Author's Confession · 6:13pm Aug 2nd, 2012

This is a rather serious blog with no bearings upon any story I do. Just something I wanted to get off my back and have it stare me in the face when I come to this site- a constant reminder for myself to give me pause.

If seriousness isn’t your thing then you shouldn’t pay any attention to this- carry on you wayward son and all that, I’ll have the next chapter of Rorschach in Equestria done with Sunday being my deadline.

For those who care.

I want to make a confession: I am a compulsive liar.

I’m not sure where it began or why I started to lie but as far back as I can remember I’ve always embellished the truth in some way or another, made up stories to make myself more interesting than what I really am. It isn’t a conscious effort, not anymore at least. Over the years it’s just become so easy to lie, and as my lies grow and expand they become entire stories. I truly begin to wonder what the truth was and what the lies I told myself and others were. Sometimes lying was fun, making up stories until they were too fantastic to believe, and other times it was out of confrontation, lying to keep face when being judged or berated.

Nowadays, I’m ashamed to say I’m a very good liar. I can make up an entire story for you on the spot and have you believe every word of it, I know this because I’ve done it so many times before to impress my friends, my family, and strangers. Even when I’ve been caught in a lie it doesn’t seem to bother me anymore, all it takes is more lies to seal the wound my one discovery had created. I’ve had too much practice than I care for and recently I’ve started to change that. For the lies I’ve already told there’s no way I can take them all back but I force myself to tell the truth now, as often as I can and correcting my own attempts at lying. It isn’t as easy as it seems, not for a man who’s spent his entire life building himself on a shaky pyramid of lies and deceit.

* _Data listing_:
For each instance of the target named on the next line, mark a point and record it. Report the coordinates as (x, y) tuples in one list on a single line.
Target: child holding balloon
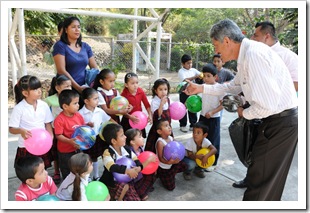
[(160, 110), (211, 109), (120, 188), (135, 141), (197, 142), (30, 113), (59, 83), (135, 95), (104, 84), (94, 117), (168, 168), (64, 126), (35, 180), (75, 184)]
...
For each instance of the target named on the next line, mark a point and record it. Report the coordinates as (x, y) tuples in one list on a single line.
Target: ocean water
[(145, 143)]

* _What you need to do_:
A - Reproduce the part of the blog confession about lying between "Nowadays, I’m ashamed" and "lies and deceit.", inclusive.
B - Continue the blog confession about lying, starting after its last sentence.

* _Responses per task_:
A -
Nowadays, I’m ashamed to say I’m a very good liar. I can make up an entire story for you on the spot and have you believe every word of it, I know this because I’ve done it so many times before to impress my friends, my family, and strangers. Even when I’ve been caught in a lie it doesn’t seem to bother me anymore, all it takes is more lies to seal the wound my one discovery had created. I’ve had too much practice than I care for and recently I’ve started to change that. For the lies I’ve already told there’s no way I can take them all back but I force myself to tell the truth now, as often as I can and correcting my own attempts at lying. It isn’t as easy as it seems, not for a man who’s spent his entire life building himself on a shaky pyramid of lies and deceit.

B -
Even now, I find myself still telling lies on the small things, details that don’t matter at all yet still I have the need to embellish them. At least my lies don’t harm anyone except myself any more, and it helps now that I have an outlet.

When I write I have control over what I say and do: I make the conscious choice to lie where it is to my advantage and to speak the truth where it is appropriate. And like it or not I’ve only allowed myself the truth in my writing when it did not pertain to the genre of fiction, what I write here on my blog is the truth. I don’t want to lie, even though I have the urge to do so, because it’s just too easy now to hide behind a screen and tell you what I might be, too easy to fall back into that pit of continuous lies. Awkward moments in my life, my instances of being drunk, that time I fell out of a tree, and my love of exaggerating my weird southern/english accent into phonetic words is all fact. How trustworthy my own word can be… well, only you can decide how far to trust the words of a man who sees it fit to lie before the truth has caught up with his mind. I wouldn’t blame you if you didn’t, sometimes I don’t even trust my own mind about what’s the truth and what’s fantasy.

Perhaps the reason I’m a writer is because I’m a very good liar. I can’t say for certain, a writer’s opinion on writing changes on who you ask. Lord Byron once wrote, “And, after all, what is a lie? Tis’ but the truth in Masquerade.” While Ralph Waldo Emerson believed that, “Every violation of truth is not only a sort of suicide in the liar, but is a stab at the health of human society.” I’ve known these two quotes for some time, forgetting and remembering them as time moved on, trying to decide where I stood in my stance upon lying. Was it so bad to lie when the lie is so meaningless that no one would care of its existence, or is even the smallest lie a slippery slow down into a web of deceit? It’s only recently that I’ve realized that both Byron and Emerson are right, that lying is a two sided blade.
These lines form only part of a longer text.